R&D Director, UBIC Technologies

NLP experts see the potential of the new approach in working with texts and voice, but they treat it with caution.

In many areas, in particular in text, image and video processing, this approach is potentially applicable. It is too early to talk about a specific application, because it is always possible to make a model faster, cheaper, easier, but you need to check how good and stable the quality is.

Tatiana Shavrina

Head of R&D in NLP, Sberbank

The problem raised by this technology is very urgent, since it is usually difficult to find good data for non-classical tasks, this is a very labour-intensive process. For our company this problem is also relevant.

But it is important to understand that this is not a silver bullet, and no matter how cool the name “Less-than-one”-shot learning sounds, it does not mean that data is no longer needed. Moreover, we still cannot abandon the principle “the more data, the better”. We believe there is an opportunity to try a similar approach for some of our tasks, but we would not expect incredible results.

Dataset entries
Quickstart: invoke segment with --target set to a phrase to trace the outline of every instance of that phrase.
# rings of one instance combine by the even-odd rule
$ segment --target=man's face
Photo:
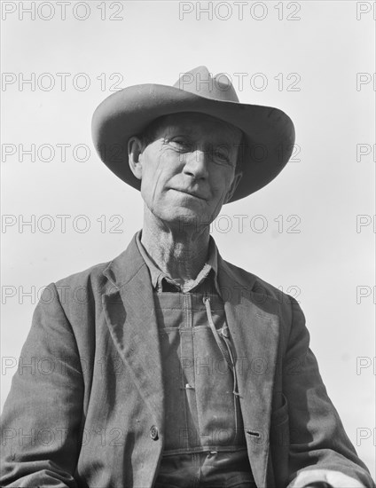
[[[208,225],[240,177],[235,177],[240,140],[239,129],[209,115],[163,117],[139,154],[141,194],[149,210],[171,226]]]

**WHAT YOU NEED TO DO:**
(a) In the text on less-than-one-shot learning, what position does Tatiana Shavrina hold?
(b) Which areas does the text on less-than-one-shot learning name as ones where the approach is potentially applicable? List all of them.
(c) Pick up the text on less-than-one-shot learning after its final sentence and continue it.

**RESPONSES IN ORDER:**
(a) She is Head of R&D in NLP at Sberbank.

(b) Text processing, image processing, video processing

(c)
Adam Turaev

Strategy Director, Cleverbots

However, for developers in the field of document recognition LO-shot learning may simply be not interesting, notes Dmitry Nikolaev, CTO of Smart Engines.

In document recognition the task is not to significantly reduce the volume of datasets. We do not have many classes to reduce. Even the recognition of Chinese characters does not require this. And vice versa - we solve the problem of insufficient real data (when we want to increase the number of examples for each class, because the classes are very variable) by generating synthetic (artificial) examples.

Dmitry Nikolaev

CTO, Smart Engines

Nevertheless, there is an area where the accuracy of algorithms is such a critical factor that relying on artificially generated data and adopting an approach with “floating” characteristics can be dangerous. This area is medicine.

The current version of this method can be used for some clustering tasks. Unfortunately, it cannot be applied to our problems and tasks.

Alexander Gromov

Head of the Computer Vision Department, “Third Opinion”

I did not see any clear evidence of high efficiency in this method and made the following conclusions for myself. For medicine, this approach is rather inapplicable. Maybe it can help in some tasks in computer vision, but I doubt it. This is due to insufficient elaboration, lack of successful public experience in the community, and the skepticism about the architecture of the solution. Also in medicine there are very high quality requirements and many “corner cases” (cases outside the standard models). This approach is unlikely to cover all these aspects.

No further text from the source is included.